■ **EXERCISE INSTRUCTIONS**
Would you return the material below exactly, with no line left out?

** Opening DATA RECORDS block **

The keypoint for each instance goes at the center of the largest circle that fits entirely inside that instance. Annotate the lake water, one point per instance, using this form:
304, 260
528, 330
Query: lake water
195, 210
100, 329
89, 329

** Closing DATA RECORDS block **

■ **ANSWER BOX**
The keypoint for each instance goes at the center of the largest circle that fits entirely inside that instance. Annotate the lake water, one point per instance, using this form:
304, 260
528, 330
Query: lake water
195, 210
100, 329
89, 329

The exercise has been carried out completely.